Task: From the blog post about "A Greater Good?" and its comment, list every person mentioned by name.

Tuesday, October 14, 2014

A Greater Good?


Last week I read Ian McEwen's latest novel, The Children Act. McEwen is a deft writer and in this book he explores the role of society in both protecting the vulnerable and ensuring the greater good.  The story focuses on a court case in which a family of Jehovah's Witnesses wants the right of choice for the seventeen-year-old son to refuse a blood transfusion. The young man has leukaemia and without the transfusion he will die. The story is told from the perspective of the judge who must rule in this complicated case. There are issues of religious freedom and the grey area of the son's age. He does not want the transfusion but is still a minor, by a few months. I won't spoil the story by spilling the beans on the outcome, which is not predictable.

In the same week we heard about an aboriginal family which refused chemotherapy for an eleven-year-old daughter, Jada, insisting that they would follow traditional ways rather than introduce poison to the child's body. Doctors were convinced that the therapy would likely save the girl's life, but the family said no, then disappeared, probably to the States. There is a religious or spiritual element to this story as well.


When does the state have the right to make these decisions? And what happens when individuals or families insist that saying no to treatment is a freedom based on religion? I think that there are times when the best interests of the person, particularly children, trumps religion, if it means saving a life.

What do you think?

Take a look at my latest Groundling blog entry on the city of Detroit
http://groundlingearthyheavenly.blogspot.ca/2014/10/a-new-green-detroit.html

1 comment:

roger said...

It's one thing for an adult of sound mind to make the decision of trying a remedy other than that suggested by doctors, but I think it borders on criminal when that decision is made for a child by his/her family.

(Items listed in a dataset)
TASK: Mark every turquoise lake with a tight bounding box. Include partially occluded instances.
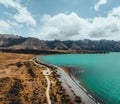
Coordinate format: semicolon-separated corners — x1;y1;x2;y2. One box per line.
40;53;120;104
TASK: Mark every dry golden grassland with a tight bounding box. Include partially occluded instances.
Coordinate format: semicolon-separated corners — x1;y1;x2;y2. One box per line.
0;52;71;104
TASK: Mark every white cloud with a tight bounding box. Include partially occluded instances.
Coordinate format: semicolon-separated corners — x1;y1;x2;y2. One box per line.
94;0;107;11
0;0;36;26
0;20;10;33
36;7;120;40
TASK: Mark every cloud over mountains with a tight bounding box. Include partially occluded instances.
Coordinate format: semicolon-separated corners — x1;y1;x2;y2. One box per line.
39;7;120;40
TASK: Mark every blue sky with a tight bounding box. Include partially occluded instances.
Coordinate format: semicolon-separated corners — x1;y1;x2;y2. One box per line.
0;0;120;40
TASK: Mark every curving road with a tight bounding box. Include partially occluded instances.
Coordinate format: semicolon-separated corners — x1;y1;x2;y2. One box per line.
43;67;52;104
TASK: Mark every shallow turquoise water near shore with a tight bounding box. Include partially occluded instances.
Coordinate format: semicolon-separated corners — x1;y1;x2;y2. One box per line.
41;53;120;104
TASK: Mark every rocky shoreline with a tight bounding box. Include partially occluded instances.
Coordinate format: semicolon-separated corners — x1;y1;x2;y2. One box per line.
36;58;100;104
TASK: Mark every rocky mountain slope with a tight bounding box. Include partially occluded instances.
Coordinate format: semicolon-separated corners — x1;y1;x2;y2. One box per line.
0;34;120;52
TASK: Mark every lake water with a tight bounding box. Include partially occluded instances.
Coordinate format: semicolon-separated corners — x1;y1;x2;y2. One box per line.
41;53;120;104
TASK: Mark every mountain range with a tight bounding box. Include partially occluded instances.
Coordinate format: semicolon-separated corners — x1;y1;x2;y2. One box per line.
0;34;120;52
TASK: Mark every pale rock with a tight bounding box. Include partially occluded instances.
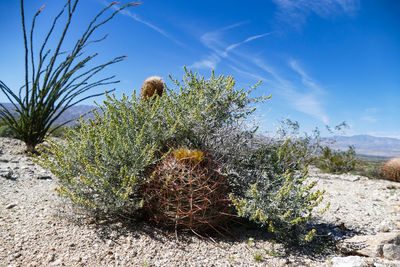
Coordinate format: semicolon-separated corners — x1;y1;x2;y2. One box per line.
0;167;13;179
331;256;366;267
382;244;400;260
377;220;393;232
340;232;400;257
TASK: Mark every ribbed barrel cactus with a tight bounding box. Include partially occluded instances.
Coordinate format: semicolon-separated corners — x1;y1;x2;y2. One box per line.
381;158;400;182
140;76;164;99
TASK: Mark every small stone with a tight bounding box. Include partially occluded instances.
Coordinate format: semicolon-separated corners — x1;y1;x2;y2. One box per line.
332;256;365;267
51;259;64;266
6;204;17;209
377;220;393;232
382;244;400;260
36;172;52;180
340;232;400;257
0;167;13;179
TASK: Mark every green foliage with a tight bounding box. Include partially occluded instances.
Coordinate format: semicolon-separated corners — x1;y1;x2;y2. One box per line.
316;146;357;173
37;68;266;218
37;67;323;243
231;169;328;242
0;121;15;138
0;0;136;152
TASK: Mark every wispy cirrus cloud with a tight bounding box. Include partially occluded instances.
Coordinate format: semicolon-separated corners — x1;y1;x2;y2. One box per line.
273;0;360;28
361;107;379;123
108;1;186;47
191;21;271;69
191;22;329;124
253;58;329;124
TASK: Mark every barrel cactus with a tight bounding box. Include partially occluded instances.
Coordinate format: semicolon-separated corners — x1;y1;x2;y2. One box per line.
140;76;164;99
381;158;400;182
143;149;231;232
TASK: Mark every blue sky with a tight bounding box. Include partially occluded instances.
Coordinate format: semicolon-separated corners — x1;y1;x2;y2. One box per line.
0;0;400;138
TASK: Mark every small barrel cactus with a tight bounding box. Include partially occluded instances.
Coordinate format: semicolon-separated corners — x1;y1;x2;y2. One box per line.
381;158;400;182
143;148;232;232
140;76;164;99
172;148;204;163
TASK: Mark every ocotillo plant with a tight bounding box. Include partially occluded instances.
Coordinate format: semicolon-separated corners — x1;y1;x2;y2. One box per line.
0;0;138;152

Your response:
- Ian McEwen
- Jada
- roger